* **Brief**:
Please find the number of lines in the material below where the string "faucet" occurs, and give only that number.
——
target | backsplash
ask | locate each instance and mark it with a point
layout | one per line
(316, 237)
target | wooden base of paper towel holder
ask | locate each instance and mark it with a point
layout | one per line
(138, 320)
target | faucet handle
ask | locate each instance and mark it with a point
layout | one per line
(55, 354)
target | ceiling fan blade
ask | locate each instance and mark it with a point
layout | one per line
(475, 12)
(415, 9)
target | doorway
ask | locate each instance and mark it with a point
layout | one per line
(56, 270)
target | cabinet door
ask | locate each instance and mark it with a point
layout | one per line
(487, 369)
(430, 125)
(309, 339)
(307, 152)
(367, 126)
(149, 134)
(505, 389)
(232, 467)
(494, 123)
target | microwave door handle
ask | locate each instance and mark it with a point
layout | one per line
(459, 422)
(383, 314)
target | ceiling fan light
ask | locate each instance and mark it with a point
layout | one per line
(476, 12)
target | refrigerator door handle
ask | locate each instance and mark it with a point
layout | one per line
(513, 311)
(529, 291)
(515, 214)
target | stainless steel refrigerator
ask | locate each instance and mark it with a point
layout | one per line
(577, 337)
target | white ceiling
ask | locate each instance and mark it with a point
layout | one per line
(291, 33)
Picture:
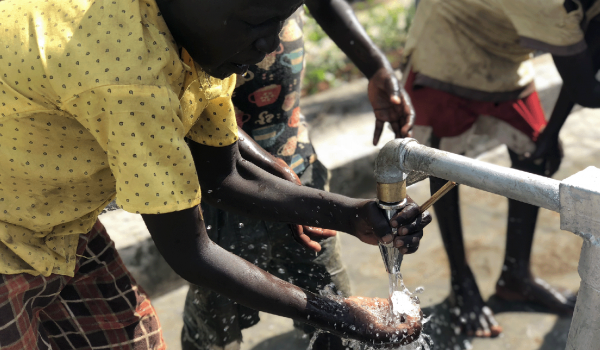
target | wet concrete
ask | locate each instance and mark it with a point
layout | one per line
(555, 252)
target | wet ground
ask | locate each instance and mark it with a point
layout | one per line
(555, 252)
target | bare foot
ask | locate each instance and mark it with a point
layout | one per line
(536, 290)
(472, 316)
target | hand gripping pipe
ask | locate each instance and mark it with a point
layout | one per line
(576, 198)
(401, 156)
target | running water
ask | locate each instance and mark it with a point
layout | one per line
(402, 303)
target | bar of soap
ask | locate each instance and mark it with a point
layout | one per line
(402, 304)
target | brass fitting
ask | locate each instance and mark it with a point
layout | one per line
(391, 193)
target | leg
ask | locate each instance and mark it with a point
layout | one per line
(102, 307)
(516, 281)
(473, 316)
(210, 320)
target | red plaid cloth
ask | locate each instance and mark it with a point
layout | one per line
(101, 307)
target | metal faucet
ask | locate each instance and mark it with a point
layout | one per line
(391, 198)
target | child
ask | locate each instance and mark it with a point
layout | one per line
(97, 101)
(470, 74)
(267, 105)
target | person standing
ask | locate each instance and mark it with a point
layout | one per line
——
* **Reply to the task**:
2